§ The task: From the blog post about the New Music Seminar, extract the passage starting at "More on the" and ending at "on the road.", copied word for word.

§ Text passage:

---

More on the New Music Seminar

Posted By Musician Coaching on August 3rd, 2009

I am actually pretty psyched about the New Music Seminar book that was given out when you purchased a badge. In the past guidebooks tended to be lists of the events and panels and performances as well as a contact list of the industry people who were attending and very little else. This guidebook has tons of information geared directly to the artist including sample tour budgets, riders and advice from industry professionals on their topic of expertise. My personal favorite piece of advice from the book was from Kevin Lyman of the Warped Tour who suggested checking the oil in your van on a regular basis and several ways to prevent your gear from being stolen on the road.

I was perhaps overly critical in my post yesterday about the panels as I forgot to mention that Emily White from Whitesmith Entertainment offered very real and tangible ways that Amanda Palmer and her other artists retained fans from the road including having her tour manager’s cell phone number shouted out from stage for the purpose of collecting fan email addresses via SMS. Of all of the panelist I got the sense from her that she had spent the most time at ground level working with bands (and it turns out she started out tour managing the Dresden Dolls). The rest of the panelists were discussing some good advice for fan retention and interaction but I wanted to hear more about the process of building a fan base. As I mentioned yesterday I missed the touring panel and I am sure judging by the members on it they would have much more experience in growing a following than I would but this is what I’ve learned and oddly most of it came from my time as a gigging musician rather than an industry executive.

I played bass (and became the manager by default) of a seven piece band that had a three year run from 1992-1995. The band was by no means a big success but we did manage to bring between 200-300 fans out on a regular basis towards the end of our little run in the NYC market which is a particularly difficult market to build a following. I’ve had other projects but this one makes the most sense to describe because it was really the band I learned the most from because I knew absolutely nothing when I started. I have since used modern tools in other projects I have been in more recently but these examples somehow still resonate.

Our first gig came about opening for a friend’s band. We were spared the cold calling and got a pretty lousy time slot club that at best held 400 people (I mean really held 400 people not what the fire marshal said it should hold). It was late-ish on a weekday night but we did manage to put 35 or so people in the room and we were invited back. At that point I don’t think we had even spoken to the guy who booked the room other than to ask what kind of back line was available and I’m pretty sure as it was our first gig that none of us really knew that it was called a back line.

It’s a funny thing being in a band, the idea was to play music and not have a real job because I hated the part time jobs I was able to get at the time and I think I dreaded job interviews even more. I would come to realize that every gig we ever played was simply a job interview for the next gig. If we wanted a better job at a better time slot on a better night we had to out perform the attendance expectations. If we wanted the same people who were there that night to come back the next time we played then we had better put on a damn good show.

---

[Items from a labeling collection]
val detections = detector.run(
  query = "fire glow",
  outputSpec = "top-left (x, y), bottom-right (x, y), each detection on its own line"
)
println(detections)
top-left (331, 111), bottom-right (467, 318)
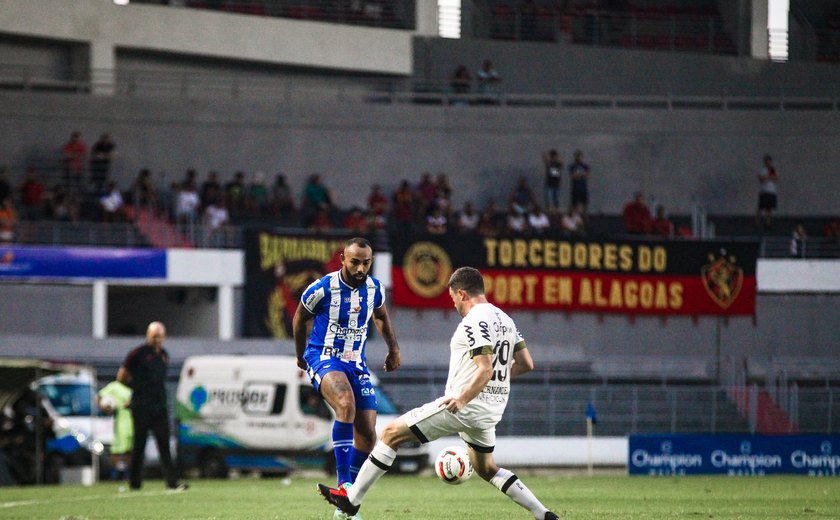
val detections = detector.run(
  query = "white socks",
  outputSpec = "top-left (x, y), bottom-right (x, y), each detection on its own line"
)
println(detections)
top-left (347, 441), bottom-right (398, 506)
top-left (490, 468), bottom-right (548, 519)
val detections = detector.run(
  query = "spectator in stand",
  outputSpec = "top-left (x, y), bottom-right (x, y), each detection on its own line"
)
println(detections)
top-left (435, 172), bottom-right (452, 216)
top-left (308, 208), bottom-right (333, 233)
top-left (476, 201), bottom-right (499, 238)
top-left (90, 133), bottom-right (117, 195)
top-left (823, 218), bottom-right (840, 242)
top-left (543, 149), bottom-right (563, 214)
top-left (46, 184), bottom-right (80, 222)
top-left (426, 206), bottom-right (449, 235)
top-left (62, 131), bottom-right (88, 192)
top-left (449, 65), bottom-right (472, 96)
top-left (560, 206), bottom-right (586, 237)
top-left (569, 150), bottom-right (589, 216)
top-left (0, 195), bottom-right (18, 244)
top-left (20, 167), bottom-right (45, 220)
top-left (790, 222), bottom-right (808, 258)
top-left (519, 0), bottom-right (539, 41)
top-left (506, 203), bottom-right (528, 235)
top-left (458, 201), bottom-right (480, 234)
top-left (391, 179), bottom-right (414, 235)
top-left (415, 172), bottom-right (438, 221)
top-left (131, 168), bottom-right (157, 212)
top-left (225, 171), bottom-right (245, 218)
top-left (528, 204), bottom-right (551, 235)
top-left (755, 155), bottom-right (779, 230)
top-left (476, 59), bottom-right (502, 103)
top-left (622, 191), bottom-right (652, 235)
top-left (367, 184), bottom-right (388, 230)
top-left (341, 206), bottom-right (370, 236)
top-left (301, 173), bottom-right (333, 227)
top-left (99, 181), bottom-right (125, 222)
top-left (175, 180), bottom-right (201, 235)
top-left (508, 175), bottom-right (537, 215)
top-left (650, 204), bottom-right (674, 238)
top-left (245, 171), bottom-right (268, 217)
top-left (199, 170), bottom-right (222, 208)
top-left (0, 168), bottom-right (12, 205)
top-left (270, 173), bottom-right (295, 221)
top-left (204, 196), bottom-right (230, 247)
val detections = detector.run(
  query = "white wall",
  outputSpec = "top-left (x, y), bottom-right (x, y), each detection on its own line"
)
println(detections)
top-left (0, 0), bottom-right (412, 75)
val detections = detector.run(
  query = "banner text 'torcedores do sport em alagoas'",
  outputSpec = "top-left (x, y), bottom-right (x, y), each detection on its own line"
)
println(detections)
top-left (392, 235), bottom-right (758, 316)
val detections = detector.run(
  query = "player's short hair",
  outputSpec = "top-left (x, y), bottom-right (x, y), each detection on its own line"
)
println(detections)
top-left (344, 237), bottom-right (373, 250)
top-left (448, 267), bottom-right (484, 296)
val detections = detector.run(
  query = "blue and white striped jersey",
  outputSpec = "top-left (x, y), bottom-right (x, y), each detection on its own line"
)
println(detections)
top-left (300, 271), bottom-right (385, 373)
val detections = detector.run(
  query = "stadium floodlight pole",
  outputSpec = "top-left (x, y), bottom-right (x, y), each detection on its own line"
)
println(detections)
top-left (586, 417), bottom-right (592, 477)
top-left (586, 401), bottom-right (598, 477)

---

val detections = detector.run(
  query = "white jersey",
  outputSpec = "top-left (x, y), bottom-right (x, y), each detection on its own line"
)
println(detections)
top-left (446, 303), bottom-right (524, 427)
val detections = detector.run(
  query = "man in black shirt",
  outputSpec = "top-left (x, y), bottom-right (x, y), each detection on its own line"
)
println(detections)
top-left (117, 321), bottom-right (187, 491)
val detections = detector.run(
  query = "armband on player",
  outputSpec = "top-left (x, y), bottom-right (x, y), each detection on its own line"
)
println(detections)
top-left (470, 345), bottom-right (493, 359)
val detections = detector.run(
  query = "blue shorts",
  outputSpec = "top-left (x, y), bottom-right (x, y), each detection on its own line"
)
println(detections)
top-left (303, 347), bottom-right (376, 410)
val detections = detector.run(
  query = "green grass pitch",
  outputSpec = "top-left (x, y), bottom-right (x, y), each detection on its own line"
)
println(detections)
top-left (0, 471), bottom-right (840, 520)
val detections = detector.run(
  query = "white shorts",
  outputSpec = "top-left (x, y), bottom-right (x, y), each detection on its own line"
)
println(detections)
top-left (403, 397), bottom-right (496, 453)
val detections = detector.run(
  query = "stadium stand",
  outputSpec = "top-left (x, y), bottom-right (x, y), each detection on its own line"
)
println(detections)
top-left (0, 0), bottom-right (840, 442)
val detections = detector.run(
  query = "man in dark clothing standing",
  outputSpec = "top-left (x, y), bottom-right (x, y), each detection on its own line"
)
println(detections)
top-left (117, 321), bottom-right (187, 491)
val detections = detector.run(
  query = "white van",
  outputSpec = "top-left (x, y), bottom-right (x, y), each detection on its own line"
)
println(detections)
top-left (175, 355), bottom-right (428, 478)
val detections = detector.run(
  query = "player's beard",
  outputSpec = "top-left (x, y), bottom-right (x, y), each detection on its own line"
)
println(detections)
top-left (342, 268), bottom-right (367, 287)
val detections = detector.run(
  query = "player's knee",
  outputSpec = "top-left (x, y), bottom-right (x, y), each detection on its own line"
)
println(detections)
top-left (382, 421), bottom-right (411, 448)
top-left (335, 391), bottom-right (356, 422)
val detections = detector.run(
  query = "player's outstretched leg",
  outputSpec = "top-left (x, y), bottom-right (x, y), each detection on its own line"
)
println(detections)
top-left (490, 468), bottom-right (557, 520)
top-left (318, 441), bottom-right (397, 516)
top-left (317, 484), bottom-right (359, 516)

---

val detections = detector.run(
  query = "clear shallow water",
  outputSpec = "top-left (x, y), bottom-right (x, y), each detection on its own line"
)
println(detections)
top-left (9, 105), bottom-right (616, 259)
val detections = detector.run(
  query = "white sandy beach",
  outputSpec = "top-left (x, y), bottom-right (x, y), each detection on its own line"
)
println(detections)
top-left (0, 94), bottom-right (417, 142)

---

§ Written solution:
More on the New Music Seminar

Posted By Musician Coaching on August 3rd, 2009

I am actually pretty psyched about the New Music Seminar book that was given out when you purchased a badge. In the past guidebooks tended to be lists of the events and panels and performances as well as a contact list of the industry people who were attending and very little else. This guidebook has tons of information geared directly to the artist including sample tour budgets, riders and advice from industry professionals on their topic of expertise. My personal favorite piece of advice from the book was from Kevin Lyman of the Warped Tour who suggested checking the oil in your van on a regular basis and several ways to prevent your gear from being stolen on the road.